**What to work on**
Copy out every one of the items below word for word, keeping each line in its original order.

• • • • •

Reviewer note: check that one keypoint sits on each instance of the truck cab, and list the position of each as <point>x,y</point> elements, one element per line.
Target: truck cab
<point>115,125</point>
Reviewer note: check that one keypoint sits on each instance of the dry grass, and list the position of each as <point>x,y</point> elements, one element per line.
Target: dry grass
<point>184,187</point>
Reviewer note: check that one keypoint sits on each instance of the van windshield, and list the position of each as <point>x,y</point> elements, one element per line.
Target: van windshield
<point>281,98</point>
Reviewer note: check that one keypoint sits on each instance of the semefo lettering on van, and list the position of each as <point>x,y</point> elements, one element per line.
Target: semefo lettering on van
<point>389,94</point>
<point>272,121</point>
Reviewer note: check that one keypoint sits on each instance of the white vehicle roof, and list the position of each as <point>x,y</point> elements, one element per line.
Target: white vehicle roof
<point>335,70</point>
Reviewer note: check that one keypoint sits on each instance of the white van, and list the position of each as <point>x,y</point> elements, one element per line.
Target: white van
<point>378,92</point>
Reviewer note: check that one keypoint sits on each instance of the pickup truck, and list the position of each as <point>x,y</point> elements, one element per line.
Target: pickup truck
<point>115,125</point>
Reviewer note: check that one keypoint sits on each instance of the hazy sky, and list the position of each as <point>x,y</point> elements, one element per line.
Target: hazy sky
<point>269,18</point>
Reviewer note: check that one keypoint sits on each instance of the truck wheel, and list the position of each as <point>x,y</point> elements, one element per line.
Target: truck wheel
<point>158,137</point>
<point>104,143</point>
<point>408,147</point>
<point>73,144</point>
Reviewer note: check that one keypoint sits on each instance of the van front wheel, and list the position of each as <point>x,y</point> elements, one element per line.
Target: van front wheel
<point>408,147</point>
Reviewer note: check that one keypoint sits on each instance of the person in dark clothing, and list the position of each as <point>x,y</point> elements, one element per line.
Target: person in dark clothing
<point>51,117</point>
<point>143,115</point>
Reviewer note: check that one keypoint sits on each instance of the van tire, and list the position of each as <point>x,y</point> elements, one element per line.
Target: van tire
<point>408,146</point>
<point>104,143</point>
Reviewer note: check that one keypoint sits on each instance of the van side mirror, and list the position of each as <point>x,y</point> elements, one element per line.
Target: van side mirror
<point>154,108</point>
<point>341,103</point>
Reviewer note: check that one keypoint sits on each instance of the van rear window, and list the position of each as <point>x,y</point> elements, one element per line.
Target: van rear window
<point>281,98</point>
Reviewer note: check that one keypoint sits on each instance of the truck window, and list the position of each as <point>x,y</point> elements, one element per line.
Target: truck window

• • • • •

**Exercise solution**
Reviewer note: check that one keypoint sits on each instance of the truck cab, and list the position of each as <point>x,y</point> elements, one element per line.
Target: truck cab
<point>115,125</point>
Reviewer note: check that one keypoint sits on each instance of the dry grass, and list the position of each as <point>x,y</point> elements, one element per line.
Target: dry grass
<point>184,187</point>
Reviewer note: check that one keypoint sits on each instance of the van windshield, and list the position of each as <point>x,y</point> elements, one element per line.
Target: van windshield
<point>281,98</point>
Reviewer note: check that one keypoint sits on each instance of the semefo lettering on van, and list the position of each as <point>x,y</point> elements, one element per line.
Target: semefo lettering on van
<point>389,94</point>
<point>272,121</point>
Reviewer note: check that one keypoint sits on each instance of the white vehicle roof, and list the position of each as <point>x,y</point> elements, one element per line.
Target: white vehicle roof
<point>335,70</point>
Reviewer note: check that one keypoint sits on each instance of the white van, and list the position of each as <point>x,y</point> elements, one element per line.
Target: white van
<point>378,92</point>
Reviewer note: check that one keypoint sits on each instance of the pickup truck, and list the position of each as <point>x,y</point> elements, one element per line.
Target: pickup truck
<point>115,125</point>
Reviewer note: check that one keypoint sits on each instance of the hazy sky, and list the position of each as <point>x,y</point> elements, one element per line.
Target: hazy sky
<point>269,18</point>
Reviewer note: check that one keypoint sits on each instance of the truck wheel, and list the position of each as <point>x,y</point> elements, one element per line.
Target: truck wheel
<point>158,137</point>
<point>104,143</point>
<point>408,147</point>
<point>73,144</point>
Reviewer note: check that one keypoint sits on each instance of the van front wheel, and list the position of each as <point>x,y</point> elements, one element per line.
Target: van front wheel
<point>408,147</point>
Reviewer note: check that one keypoint sits on each instance of the person in dark clothing, and list the position of each as <point>x,y</point> elements, one element per line.
Target: person in dark clothing
<point>51,117</point>
<point>143,115</point>
Reviewer note: check that one keypoint sits on each instance of the van tire, and list the position of each as <point>x,y</point> elements, one element per line.
Target: van tire
<point>408,146</point>
<point>104,143</point>
Reviewer note: check that one keypoint sits on each instance of the van side mirror, and list the position of each as <point>x,y</point> elements, one element per line.
Target: van side mirror
<point>154,108</point>
<point>341,103</point>
Reviewer note: check that one keypoint sits on each instance of the van rear window, and list the position of each as <point>x,y</point> elements, one element per line.
Target: van rear window
<point>281,98</point>
Reviewer note: check that one keypoint sits on each instance of the truck window, and list the position of each as <point>x,y</point> elements, one element per line.
Target: truck window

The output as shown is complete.